# start of Records supplied

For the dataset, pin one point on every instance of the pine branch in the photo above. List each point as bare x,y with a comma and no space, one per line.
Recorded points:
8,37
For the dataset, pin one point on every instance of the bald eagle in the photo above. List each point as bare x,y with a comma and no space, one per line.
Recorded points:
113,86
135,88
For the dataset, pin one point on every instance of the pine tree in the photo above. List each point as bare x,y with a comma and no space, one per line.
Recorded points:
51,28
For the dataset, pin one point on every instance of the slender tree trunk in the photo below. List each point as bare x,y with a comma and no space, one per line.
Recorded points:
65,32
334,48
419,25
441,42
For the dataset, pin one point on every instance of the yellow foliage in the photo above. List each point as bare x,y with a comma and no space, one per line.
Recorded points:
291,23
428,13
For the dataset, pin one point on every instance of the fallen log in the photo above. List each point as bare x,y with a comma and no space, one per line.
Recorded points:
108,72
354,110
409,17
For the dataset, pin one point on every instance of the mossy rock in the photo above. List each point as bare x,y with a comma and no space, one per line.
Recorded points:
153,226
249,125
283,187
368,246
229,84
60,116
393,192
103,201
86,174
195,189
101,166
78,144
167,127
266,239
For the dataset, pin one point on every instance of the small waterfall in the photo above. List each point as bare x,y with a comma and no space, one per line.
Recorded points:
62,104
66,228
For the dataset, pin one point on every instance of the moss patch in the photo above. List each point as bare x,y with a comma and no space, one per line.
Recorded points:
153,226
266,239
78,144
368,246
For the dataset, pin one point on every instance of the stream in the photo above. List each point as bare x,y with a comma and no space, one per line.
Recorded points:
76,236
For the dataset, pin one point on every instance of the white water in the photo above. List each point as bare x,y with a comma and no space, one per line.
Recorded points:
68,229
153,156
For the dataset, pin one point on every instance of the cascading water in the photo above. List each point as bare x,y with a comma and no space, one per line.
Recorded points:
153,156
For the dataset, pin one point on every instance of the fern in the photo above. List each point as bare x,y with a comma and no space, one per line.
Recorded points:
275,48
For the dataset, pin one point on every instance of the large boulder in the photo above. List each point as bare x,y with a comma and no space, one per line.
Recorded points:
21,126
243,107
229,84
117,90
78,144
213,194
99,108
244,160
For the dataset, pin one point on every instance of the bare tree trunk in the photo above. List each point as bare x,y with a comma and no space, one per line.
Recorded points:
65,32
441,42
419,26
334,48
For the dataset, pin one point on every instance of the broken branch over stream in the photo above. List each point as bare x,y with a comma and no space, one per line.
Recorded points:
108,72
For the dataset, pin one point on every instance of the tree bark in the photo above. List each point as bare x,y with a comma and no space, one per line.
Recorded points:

# end of Records supplied

> [Problem statement]: Arrange all the lines of the records above as a numbered list, leaving out any blank lines.

> [Correct response]:
1. For the dataset, pin one point on every instance of the pine branch in the photo above. List each point as bare x,y with a comma and no space, one per line.
2. Recorded points:
3. 8,37
4. For the dataset, pin one point on every instance of the bald eagle in the photo above. List each point as bare x,y with a comma and no space, one per line.
5. Recorded points:
6. 113,86
7. 135,88
8. For the dataset, pin one point on every instance of the pine tree in the photo above. List each point as bare x,y with a comma and no space, one per line.
9. Recorded points:
10. 51,28
11. For the dataset, pin one point on every instance of the slender tree trunk in the photo below. List each point as bare x,y with a comma and no space, one per line.
12. Recorded points:
13. 65,32
14. 334,48
15. 419,25
16. 441,42
17. For the dataset, pin one point on every instance of the yellow foliage in the photo above. List each point as bare x,y with a comma and no space, one per line.
18. Recorded points:
19. 291,23
20. 428,13
21. For the dataset, pin one point on every instance of the fallen log in the photo above. List each point as bare x,y with a comma and no space, one per line.
22. Recorded points:
23. 108,72
24. 354,110
25. 409,17
26. For the dataset, pin one point on every instance of the mossy rock in the photo above. List each point as bare x,y with a comma and no space, one per line.
27. Recorded points:
28. 153,226
29. 249,125
30. 283,187
31. 368,246
32. 229,84
33. 60,116
34. 393,192
35. 103,201
36. 86,174
37. 195,189
38. 101,166
39. 78,144
40. 167,127
41. 266,239
42. For the dataset, pin one point on every instance of the small waterfall in the photo above. List each point as bare x,y with a comma and no space, one per line.
43. Recorded points:
44. 62,104
45. 66,228
46. For the dataset, pin one point on every instance of the moss patch in the photo above. List each point as bare x,y with a comma and no space, one per line.
47. Recorded points:
48. 153,226
49. 266,239
50. 78,144
51. 368,246
52. For the dataset, pin one point on every instance of the stream in the photo above. List each point as bare x,y with a comma and no space, one per line.
53. Recorded points:
54. 76,236
55. For the dataset, pin one point on every instance of the white water in the photo above. List each point as bare x,y with a comma and no space, one per line.
56. Recorded points:
57. 68,229
58. 153,156
59. For the dataset, pin one point on every instance of the cascading water in the photo above. List each point as bare x,y with a comma and no space, one per line.
60. Recorded points:
61. 153,156
62. For the dataset, pin one point on every instance of the fern in the photo above. List each point as bare x,y with a comma and no space, one per line.
63. Recorded points:
64. 275,48
65. For the dataset, pin one point on every instance of the large boulder in the photo above. List each point as bare x,y with a comma and no space, one per line.
66. Recorded points:
67. 21,126
68. 243,107
69. 229,84
70. 117,90
71. 78,144
72. 213,194
73. 99,108
74. 244,160
75. For the dataset, pin one point on every instance of the bare tree trunk in the photo above. List each point as bare x,y with a comma and no space, one per line.
76. Recorded points:
77. 65,32
78. 441,42
79. 419,26
80. 334,48
81. For the dataset, pin one point on every instance of the broken branch over stream in the photo above. List each point as bare x,y with a comma and no space, one per line.
82. Recorded points:
83. 108,72
84. For the dataset, pin one point on every instance of the tree bark in the photo above. List each point as bare x,y with a comma and no space, one per line.
85. Recorded points:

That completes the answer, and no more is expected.